- **Source document**
Washington Post. Metro board members chose to scrap an $86 million plan to buy 200 natural gas-powered buses and retrofit a garage to service them in favor of using $82 million to purchase 117 “clean” diesel buses and 100 hybrid buses that use diesel fuel and electricity.

The decision upends a policy instituted in 2000 to buy only natural gas buses to reduce Metro’s contribution to the region's poor air quality. So far the system has spent $160 million to buy 164 buses that run on natural gas and to convert facilities to accommodate them.

Running the hybrid diesels on biodiesel would be optimal.

Diesel exhaust contains nitrogen oxides and volatile organic compounds that combine to create ground-level ozone, a major component of smog. Diesel smoke also contains toxic compounds and fine particles that lodge in human lungs and have been linked to several health problems.

By contrast, natural gas-burning engines emit almost no toxic chemicals and lower levels of nitrogen oxides, though they do produce higher levels of carbon dioxide and carbon monoxide.

- **Supplied data**
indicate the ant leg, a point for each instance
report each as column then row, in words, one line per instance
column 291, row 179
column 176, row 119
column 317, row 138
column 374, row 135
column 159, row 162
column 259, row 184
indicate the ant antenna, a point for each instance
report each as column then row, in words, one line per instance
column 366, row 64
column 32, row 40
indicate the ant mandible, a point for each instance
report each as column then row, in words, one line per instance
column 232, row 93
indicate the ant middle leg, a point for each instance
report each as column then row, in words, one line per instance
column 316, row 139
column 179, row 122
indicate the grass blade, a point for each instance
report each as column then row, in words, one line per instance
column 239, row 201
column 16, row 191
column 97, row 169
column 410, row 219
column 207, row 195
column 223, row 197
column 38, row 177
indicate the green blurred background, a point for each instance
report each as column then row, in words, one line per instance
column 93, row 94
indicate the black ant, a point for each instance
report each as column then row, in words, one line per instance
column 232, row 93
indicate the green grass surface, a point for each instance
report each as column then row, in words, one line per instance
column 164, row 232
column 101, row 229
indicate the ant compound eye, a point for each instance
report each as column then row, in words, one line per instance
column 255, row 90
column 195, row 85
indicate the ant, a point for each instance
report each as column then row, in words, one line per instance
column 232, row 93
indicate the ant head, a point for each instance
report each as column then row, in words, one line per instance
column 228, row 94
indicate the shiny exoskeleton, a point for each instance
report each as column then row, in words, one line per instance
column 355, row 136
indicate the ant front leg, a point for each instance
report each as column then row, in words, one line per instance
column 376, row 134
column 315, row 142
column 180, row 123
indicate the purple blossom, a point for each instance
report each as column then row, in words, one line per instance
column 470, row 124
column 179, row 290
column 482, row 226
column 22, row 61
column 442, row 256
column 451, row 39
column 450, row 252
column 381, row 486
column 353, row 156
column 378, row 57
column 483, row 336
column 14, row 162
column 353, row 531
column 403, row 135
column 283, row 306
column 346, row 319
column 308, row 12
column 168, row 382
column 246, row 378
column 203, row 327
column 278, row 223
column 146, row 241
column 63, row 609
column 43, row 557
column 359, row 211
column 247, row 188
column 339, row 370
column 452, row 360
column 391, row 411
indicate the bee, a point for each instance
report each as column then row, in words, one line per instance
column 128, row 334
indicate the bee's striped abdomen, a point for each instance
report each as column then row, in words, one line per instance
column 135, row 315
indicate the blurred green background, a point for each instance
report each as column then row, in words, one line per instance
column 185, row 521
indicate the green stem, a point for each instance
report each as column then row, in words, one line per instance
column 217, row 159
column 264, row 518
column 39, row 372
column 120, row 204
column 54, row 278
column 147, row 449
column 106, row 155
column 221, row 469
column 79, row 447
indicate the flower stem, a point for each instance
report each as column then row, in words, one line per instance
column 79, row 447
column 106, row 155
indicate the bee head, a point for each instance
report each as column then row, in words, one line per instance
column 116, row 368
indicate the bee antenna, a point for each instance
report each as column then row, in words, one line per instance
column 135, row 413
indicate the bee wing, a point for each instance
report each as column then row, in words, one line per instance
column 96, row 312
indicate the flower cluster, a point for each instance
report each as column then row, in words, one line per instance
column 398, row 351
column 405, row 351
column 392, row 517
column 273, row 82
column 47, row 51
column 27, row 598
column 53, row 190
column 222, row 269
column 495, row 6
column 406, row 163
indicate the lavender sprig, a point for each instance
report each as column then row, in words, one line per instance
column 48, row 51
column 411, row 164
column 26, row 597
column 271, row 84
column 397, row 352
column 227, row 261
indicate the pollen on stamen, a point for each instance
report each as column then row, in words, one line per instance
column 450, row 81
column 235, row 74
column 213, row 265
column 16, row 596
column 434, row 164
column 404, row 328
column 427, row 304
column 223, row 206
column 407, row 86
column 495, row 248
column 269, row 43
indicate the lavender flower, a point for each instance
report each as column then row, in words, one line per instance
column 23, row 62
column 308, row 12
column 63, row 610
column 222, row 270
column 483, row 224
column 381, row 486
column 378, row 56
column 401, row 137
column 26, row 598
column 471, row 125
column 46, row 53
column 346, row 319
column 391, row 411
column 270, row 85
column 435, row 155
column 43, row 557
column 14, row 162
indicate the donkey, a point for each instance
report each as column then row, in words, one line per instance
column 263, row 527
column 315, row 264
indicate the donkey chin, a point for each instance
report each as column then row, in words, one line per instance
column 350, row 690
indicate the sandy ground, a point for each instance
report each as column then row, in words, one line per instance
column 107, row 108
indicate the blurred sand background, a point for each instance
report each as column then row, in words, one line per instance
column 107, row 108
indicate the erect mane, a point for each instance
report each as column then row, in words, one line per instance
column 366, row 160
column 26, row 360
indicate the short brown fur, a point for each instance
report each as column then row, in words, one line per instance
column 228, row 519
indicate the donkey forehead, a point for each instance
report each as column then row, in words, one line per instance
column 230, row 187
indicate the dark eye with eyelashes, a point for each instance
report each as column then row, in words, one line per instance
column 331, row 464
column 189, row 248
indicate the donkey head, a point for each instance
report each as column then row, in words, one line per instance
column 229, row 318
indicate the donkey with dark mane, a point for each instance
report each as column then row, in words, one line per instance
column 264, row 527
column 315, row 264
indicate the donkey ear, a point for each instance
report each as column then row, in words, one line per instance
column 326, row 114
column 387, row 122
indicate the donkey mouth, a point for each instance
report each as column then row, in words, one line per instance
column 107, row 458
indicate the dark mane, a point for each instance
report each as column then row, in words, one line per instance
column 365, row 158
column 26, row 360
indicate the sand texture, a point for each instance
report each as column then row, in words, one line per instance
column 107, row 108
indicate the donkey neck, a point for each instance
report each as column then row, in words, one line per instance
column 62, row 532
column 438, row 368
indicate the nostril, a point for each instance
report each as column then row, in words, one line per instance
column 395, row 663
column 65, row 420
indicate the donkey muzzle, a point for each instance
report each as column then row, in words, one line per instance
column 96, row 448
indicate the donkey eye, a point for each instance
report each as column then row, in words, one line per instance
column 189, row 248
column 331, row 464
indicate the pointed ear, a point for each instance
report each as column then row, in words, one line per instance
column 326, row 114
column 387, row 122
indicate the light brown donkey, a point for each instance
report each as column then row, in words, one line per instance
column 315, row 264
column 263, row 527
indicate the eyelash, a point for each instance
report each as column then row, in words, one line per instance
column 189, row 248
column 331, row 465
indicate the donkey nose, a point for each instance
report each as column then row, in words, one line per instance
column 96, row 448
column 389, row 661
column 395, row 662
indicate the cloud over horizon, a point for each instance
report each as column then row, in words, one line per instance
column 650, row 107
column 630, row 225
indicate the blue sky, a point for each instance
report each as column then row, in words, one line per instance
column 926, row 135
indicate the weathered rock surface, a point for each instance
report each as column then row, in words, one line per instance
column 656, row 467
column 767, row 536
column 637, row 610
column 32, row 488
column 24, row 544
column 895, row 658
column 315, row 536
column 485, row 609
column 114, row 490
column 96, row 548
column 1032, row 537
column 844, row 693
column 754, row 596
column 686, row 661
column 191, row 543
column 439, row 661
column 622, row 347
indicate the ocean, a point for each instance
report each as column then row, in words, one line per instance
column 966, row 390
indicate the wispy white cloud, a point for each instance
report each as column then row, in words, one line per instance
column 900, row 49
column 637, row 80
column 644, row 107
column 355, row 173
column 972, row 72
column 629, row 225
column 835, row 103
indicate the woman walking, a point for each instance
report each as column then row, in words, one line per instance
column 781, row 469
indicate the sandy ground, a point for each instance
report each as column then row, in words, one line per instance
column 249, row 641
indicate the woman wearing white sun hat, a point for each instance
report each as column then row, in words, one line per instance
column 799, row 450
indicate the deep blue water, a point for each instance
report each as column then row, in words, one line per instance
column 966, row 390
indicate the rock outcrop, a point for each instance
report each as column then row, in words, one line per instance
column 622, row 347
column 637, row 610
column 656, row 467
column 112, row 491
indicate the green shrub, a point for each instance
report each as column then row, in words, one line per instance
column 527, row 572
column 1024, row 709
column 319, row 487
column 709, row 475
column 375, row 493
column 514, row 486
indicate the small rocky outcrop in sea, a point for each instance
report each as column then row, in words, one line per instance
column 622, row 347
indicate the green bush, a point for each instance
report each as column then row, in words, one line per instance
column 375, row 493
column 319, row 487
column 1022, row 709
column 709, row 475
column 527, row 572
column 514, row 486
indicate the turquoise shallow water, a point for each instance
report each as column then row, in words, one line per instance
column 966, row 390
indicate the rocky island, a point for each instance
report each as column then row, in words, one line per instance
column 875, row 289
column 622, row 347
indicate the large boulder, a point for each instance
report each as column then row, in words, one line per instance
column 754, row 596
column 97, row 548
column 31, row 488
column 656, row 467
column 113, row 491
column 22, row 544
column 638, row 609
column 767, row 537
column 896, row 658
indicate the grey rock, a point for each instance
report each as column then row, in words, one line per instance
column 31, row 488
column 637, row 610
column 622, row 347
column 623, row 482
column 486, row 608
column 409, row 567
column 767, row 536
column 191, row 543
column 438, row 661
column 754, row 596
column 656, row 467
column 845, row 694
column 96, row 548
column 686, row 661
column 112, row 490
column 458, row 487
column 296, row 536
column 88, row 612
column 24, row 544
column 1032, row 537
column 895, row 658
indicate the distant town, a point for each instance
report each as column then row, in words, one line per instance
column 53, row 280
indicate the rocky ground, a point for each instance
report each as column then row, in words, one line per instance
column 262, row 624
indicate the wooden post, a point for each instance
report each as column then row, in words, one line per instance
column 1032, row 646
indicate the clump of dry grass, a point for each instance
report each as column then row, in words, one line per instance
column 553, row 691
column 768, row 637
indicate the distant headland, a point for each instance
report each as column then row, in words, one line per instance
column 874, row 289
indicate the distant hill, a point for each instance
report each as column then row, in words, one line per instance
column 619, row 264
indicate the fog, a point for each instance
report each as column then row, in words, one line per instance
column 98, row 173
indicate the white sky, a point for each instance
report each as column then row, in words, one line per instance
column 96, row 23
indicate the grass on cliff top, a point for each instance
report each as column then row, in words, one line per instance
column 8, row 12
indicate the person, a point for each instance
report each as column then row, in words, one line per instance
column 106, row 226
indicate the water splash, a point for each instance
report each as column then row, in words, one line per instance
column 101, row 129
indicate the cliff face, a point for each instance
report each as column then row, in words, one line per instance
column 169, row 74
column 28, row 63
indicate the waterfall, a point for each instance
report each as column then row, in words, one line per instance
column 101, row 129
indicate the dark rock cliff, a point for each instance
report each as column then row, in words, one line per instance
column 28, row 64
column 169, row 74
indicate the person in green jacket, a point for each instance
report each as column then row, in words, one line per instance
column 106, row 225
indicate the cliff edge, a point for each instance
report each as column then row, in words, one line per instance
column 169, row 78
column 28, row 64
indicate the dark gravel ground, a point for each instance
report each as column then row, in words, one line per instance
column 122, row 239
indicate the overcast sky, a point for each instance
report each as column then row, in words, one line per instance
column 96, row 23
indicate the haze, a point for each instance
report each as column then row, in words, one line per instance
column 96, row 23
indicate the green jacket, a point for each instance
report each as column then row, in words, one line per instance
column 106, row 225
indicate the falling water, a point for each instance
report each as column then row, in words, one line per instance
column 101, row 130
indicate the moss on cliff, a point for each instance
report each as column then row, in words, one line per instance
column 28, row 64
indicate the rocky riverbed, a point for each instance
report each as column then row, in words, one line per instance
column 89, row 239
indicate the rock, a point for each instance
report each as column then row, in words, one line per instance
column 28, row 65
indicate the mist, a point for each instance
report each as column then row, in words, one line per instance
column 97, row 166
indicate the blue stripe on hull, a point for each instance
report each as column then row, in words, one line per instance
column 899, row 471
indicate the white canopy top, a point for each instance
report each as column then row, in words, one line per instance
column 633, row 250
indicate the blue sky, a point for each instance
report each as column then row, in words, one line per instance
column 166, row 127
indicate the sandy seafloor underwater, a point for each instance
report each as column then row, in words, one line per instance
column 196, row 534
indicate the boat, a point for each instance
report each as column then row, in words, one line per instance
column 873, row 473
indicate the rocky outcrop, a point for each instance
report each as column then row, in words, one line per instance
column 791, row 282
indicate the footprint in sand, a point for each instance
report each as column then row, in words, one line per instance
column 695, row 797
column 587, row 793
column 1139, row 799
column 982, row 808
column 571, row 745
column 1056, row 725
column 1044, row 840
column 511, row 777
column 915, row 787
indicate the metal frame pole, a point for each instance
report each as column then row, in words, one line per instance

- **Your tasks**
1. In the article on Metro's bus purchase, copy word for word the passage from "Washington Post. Metro" to "would be optimal.".
2. Answer these questions using the article on Metro's bus purchase.
(a) In what year was the policy of buying only natural gas buses instituted?
(b) How many natural gas buses has the system bought so far, and how much has it spent on them and on converting facilities?
(c) Which two emissions are higher from natural gas-burning engines?
3. Write the next part of the article on Metro's decision to replace its natural gas bus plan with diesel and hybrid buses, starting after its last sentence.

- **Results for each task**
1.
Washington Post. Metro board members chose to scrap an $86 million plan to buy 200 natural gas-powered buses and retrofit a garage to service them in favor of using $82 million to purchase 117 “clean” diesel buses and 100 hybrid buses that use diesel fuel and electricity.

The decision upends a policy instituted in 2000 to buy only natural gas buses to reduce Metro’s contribution to the region's poor air quality. So far the system has spent $160 million to buy 164 buses that run on natural gas and to convert facilities to accommodate them.

Running the hybrid diesels on biodiesel would be optimal.

2.
(a) 2000
(b) 164 buses, for $160 million
(c) Carbon dioxide and carbon monoxide

3.
Smith [diesel supporter] said the environmental differences between the two are negligible and the damaging effects of compressed natural gas buses, also known as CNG, aren’t subject to the same scrutiny by the Environmental Protection Agency.

“The interesting thing about CNG is that they emit a bevy of chemical pollutants not cited by the EPA and not regulated,” said Smith, who added that Metro’s 1,422 buses cause so little of the region’s pollution that it doesn’t make sense to buy more expensive models.

While I think it’s great that we’re having debates over which type of transit vehicle to buy from an environmental point of view, I don’t have a strong sense that a great deal of analysis went into this argument.